Problem statement.
Please replace "vegetation" with "plant life" in the items starting at the line that contains "Note: pick out each instance of the desert" and ending at the line that contains "Note: pick out each instance of the dense", and give back only those lines with everything else unchanged.

Dataset records.
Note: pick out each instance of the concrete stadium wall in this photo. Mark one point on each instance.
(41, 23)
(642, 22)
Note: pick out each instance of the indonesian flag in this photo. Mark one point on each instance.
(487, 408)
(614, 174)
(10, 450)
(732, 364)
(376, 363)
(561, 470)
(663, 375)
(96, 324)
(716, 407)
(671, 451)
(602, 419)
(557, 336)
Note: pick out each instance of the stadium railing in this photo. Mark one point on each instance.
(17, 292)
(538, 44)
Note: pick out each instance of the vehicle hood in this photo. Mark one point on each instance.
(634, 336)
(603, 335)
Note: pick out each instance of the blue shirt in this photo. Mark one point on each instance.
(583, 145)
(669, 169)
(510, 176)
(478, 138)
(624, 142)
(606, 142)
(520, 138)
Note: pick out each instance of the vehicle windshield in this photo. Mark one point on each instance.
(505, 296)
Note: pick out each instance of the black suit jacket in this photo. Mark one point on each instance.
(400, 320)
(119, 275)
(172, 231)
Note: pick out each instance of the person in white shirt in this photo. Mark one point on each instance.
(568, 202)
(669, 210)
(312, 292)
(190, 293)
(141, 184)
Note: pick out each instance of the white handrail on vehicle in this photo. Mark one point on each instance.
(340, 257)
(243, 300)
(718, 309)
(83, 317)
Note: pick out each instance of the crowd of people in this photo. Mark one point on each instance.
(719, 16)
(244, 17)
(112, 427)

---

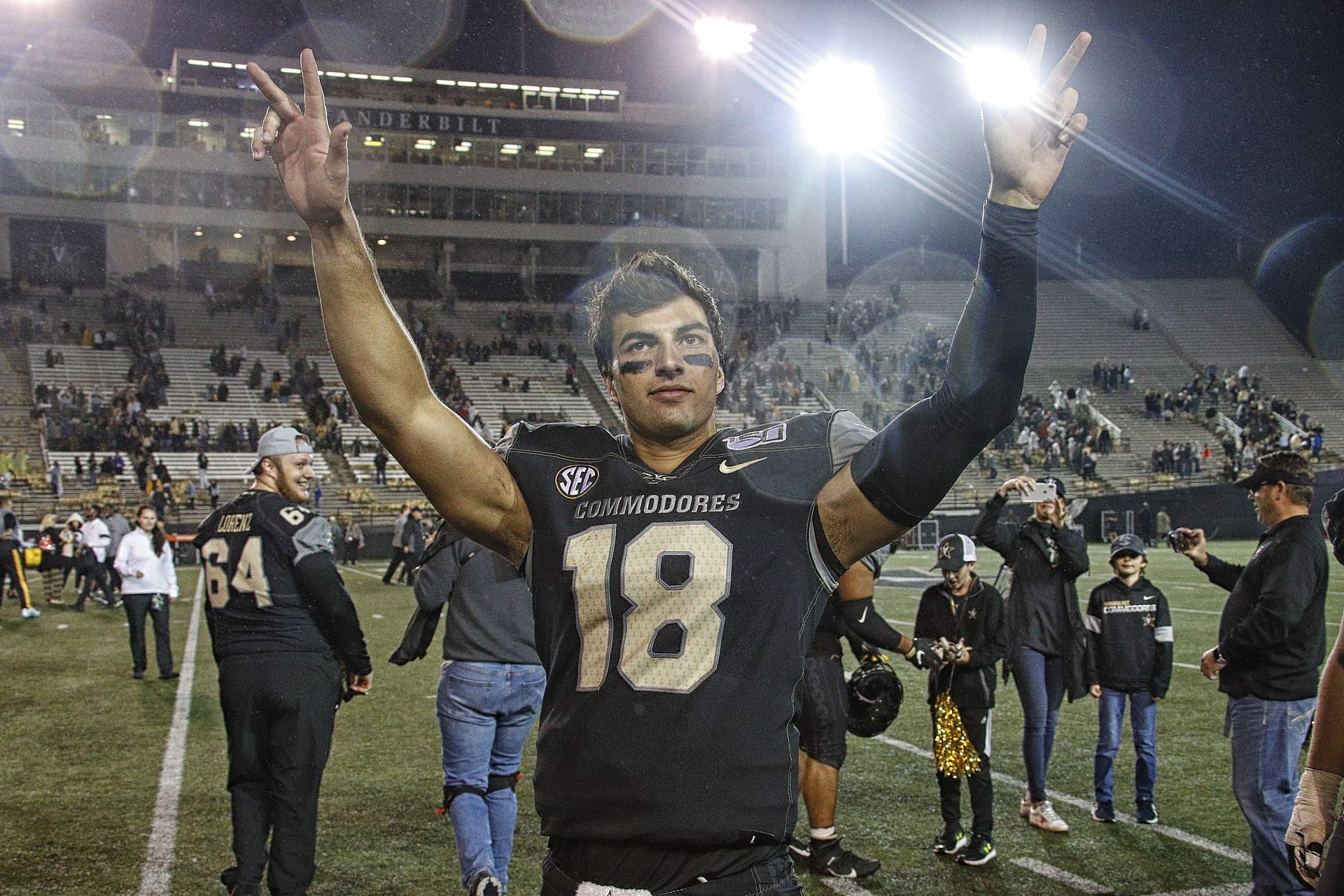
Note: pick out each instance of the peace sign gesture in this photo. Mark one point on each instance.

---

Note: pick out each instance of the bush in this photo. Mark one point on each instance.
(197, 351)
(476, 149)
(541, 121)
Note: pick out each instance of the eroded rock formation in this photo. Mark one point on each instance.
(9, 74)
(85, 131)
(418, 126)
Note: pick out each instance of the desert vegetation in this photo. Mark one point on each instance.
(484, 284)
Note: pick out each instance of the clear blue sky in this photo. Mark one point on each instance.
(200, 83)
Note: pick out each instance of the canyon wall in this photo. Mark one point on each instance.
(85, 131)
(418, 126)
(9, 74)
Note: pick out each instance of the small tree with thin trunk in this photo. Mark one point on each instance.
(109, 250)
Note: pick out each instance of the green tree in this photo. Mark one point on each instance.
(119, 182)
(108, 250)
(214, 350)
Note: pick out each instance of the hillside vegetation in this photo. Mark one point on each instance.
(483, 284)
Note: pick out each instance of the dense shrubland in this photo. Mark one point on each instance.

Solution to this exercise.
Note: pick out each instance of the desert plant life in this photo. Mark one point on each instance.
(484, 284)
Note: pick out each instance of the clear blue sky in this photo. Mark one point on each instance.
(200, 83)
Note: pick out each instance of the canyon wall in this photo. Mark one point on each instance.
(85, 131)
(418, 126)
(9, 74)
Note: pick out each instance of the small tree with thin trunk in this photo. Mark one point on each instance.
(109, 250)
Note: pick out each instance of the green tree in this photo. Mark one point on each instance.
(119, 182)
(108, 250)
(214, 350)
Note: pick out each instance of the hillside plant life in this photo. Mark one point on each instance.
(483, 284)
Note: pick out each instance of the dense shrubland in this photo. Mark one point on each instance.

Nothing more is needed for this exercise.